[What is expected]: Copy exactly the line containing "Target: dirt path" and all the lines that follow it to the end of the records, minus the pictures.

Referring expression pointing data
**********
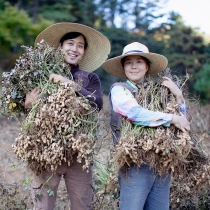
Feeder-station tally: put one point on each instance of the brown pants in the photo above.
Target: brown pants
(78, 183)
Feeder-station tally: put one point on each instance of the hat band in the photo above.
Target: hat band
(133, 51)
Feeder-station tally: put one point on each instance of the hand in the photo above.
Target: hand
(31, 98)
(167, 82)
(181, 122)
(56, 78)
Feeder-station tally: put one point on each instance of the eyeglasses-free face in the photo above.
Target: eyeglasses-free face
(135, 68)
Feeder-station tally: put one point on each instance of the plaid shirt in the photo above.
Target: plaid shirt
(125, 104)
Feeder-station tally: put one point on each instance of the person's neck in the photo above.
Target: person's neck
(136, 83)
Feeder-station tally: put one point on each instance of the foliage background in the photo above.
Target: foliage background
(122, 21)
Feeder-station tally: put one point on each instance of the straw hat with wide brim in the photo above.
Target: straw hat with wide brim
(98, 45)
(157, 62)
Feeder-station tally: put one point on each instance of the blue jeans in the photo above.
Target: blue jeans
(142, 190)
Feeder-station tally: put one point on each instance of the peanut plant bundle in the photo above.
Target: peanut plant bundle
(60, 124)
(31, 70)
(163, 148)
(60, 127)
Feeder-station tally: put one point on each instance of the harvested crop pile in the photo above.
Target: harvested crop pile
(163, 148)
(60, 124)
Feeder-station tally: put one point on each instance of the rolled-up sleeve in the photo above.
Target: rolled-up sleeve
(125, 104)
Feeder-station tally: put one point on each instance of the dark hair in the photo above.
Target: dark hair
(73, 35)
(145, 59)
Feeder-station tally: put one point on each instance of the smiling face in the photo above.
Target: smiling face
(73, 49)
(135, 68)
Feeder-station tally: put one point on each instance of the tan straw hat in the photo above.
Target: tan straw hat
(98, 45)
(157, 62)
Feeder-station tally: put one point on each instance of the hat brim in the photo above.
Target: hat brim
(157, 64)
(98, 45)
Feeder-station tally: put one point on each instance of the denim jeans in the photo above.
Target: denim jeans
(142, 190)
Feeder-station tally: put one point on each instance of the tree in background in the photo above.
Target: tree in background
(16, 29)
(202, 84)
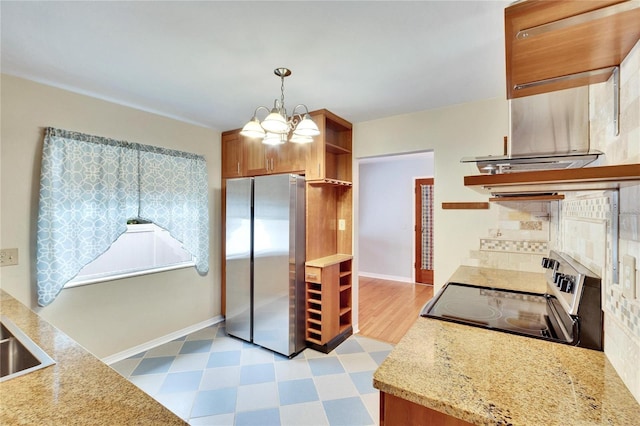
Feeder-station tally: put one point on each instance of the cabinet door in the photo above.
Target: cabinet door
(561, 42)
(232, 156)
(288, 157)
(255, 157)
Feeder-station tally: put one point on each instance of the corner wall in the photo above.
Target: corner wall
(110, 317)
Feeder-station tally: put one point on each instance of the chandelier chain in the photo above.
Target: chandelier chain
(284, 111)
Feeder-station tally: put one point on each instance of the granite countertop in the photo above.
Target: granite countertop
(78, 389)
(487, 377)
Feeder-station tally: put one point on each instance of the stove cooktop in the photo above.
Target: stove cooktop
(498, 309)
(570, 312)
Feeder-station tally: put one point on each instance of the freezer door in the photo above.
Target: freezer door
(238, 258)
(276, 205)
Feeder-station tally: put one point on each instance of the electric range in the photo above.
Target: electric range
(569, 312)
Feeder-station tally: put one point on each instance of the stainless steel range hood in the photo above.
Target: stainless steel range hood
(548, 131)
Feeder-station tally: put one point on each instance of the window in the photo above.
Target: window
(143, 249)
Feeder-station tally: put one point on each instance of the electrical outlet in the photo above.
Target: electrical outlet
(8, 257)
(629, 277)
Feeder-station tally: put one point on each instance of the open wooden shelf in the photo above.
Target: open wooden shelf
(515, 198)
(582, 179)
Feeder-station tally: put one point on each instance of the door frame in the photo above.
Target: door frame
(423, 276)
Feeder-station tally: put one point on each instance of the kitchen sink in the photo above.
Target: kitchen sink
(19, 355)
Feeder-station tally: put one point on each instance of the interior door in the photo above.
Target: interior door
(424, 230)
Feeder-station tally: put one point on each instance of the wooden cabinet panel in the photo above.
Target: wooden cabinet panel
(255, 157)
(574, 39)
(288, 158)
(397, 411)
(232, 155)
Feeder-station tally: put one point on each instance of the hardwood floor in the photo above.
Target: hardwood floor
(387, 309)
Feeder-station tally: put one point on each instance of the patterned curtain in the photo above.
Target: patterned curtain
(427, 226)
(90, 186)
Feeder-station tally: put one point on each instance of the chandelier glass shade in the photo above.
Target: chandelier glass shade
(277, 125)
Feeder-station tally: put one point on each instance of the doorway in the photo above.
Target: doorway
(424, 230)
(386, 215)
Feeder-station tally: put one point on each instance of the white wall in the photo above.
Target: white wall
(386, 215)
(105, 318)
(451, 133)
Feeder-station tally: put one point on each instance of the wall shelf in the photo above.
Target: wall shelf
(516, 198)
(465, 206)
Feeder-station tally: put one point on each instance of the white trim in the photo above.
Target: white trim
(161, 340)
(137, 273)
(386, 277)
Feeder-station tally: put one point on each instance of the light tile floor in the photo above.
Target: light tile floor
(209, 378)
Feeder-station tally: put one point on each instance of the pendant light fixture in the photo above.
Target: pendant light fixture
(277, 125)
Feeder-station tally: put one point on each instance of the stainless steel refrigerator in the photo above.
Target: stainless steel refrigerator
(265, 255)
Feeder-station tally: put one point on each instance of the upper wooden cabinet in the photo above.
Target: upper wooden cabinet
(553, 45)
(329, 157)
(242, 156)
(232, 155)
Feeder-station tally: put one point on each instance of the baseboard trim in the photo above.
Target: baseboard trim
(161, 340)
(386, 277)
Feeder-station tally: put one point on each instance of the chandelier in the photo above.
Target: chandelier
(276, 126)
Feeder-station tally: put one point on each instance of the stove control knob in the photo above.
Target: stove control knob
(557, 276)
(549, 263)
(566, 284)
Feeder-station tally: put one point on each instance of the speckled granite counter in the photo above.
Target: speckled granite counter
(78, 389)
(487, 377)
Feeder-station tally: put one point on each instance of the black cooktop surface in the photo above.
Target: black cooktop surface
(505, 310)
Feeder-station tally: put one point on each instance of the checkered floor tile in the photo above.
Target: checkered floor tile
(209, 378)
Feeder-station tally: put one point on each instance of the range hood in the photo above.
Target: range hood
(548, 131)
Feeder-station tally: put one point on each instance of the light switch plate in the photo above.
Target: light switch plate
(629, 276)
(8, 257)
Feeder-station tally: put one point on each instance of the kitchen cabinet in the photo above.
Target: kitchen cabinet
(232, 155)
(553, 45)
(264, 159)
(328, 308)
(329, 156)
(242, 156)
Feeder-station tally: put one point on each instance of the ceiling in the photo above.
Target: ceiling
(211, 62)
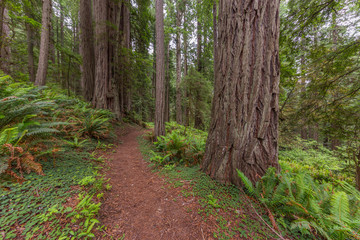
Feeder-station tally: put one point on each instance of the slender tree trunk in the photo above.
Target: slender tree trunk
(215, 35)
(44, 44)
(357, 166)
(178, 64)
(185, 37)
(5, 50)
(126, 45)
(30, 46)
(87, 50)
(167, 84)
(244, 127)
(198, 116)
(101, 55)
(160, 71)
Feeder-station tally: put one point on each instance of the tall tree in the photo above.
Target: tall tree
(101, 54)
(160, 70)
(87, 50)
(30, 41)
(178, 62)
(244, 126)
(44, 44)
(198, 119)
(5, 50)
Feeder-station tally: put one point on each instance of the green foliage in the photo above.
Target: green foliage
(198, 91)
(323, 164)
(21, 203)
(96, 123)
(181, 145)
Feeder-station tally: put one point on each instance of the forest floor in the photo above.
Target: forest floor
(144, 204)
(140, 205)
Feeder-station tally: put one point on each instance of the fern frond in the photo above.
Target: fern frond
(41, 131)
(340, 207)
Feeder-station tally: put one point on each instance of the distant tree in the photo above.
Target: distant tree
(244, 126)
(5, 50)
(101, 54)
(160, 70)
(44, 44)
(87, 50)
(30, 34)
(179, 14)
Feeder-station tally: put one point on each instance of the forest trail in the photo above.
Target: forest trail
(140, 205)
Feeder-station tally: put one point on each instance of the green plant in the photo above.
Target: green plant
(313, 208)
(76, 143)
(96, 123)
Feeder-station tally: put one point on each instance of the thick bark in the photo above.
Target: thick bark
(198, 121)
(185, 37)
(244, 129)
(125, 29)
(160, 71)
(178, 65)
(87, 50)
(30, 46)
(101, 54)
(44, 44)
(167, 84)
(215, 34)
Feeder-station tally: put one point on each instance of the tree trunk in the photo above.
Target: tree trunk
(178, 65)
(30, 46)
(160, 71)
(126, 45)
(87, 50)
(44, 44)
(357, 165)
(167, 84)
(244, 126)
(101, 54)
(198, 121)
(5, 41)
(62, 54)
(215, 34)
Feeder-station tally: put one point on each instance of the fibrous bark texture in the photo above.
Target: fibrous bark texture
(101, 54)
(160, 71)
(178, 65)
(244, 129)
(5, 50)
(44, 44)
(87, 50)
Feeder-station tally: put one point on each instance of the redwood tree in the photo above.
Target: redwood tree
(44, 44)
(160, 70)
(244, 127)
(101, 54)
(87, 50)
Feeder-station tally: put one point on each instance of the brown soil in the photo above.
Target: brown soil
(140, 205)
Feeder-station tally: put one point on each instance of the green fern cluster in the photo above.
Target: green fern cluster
(314, 209)
(24, 120)
(181, 144)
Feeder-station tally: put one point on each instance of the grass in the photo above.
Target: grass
(227, 205)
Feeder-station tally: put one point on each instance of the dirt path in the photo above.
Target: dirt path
(139, 205)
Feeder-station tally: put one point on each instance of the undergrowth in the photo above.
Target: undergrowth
(223, 203)
(50, 187)
(314, 196)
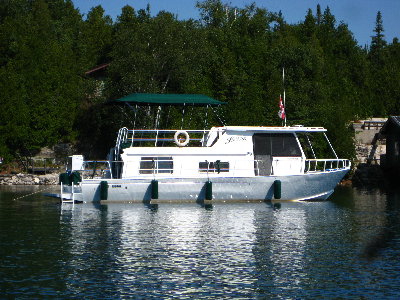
**********
[Exercise answer]:
Target: dirt path
(139, 205)
Feeder-station tally: put one point on each instance of the undergrowth in the photo above.
Target: undergrowth
(223, 203)
(50, 187)
(314, 196)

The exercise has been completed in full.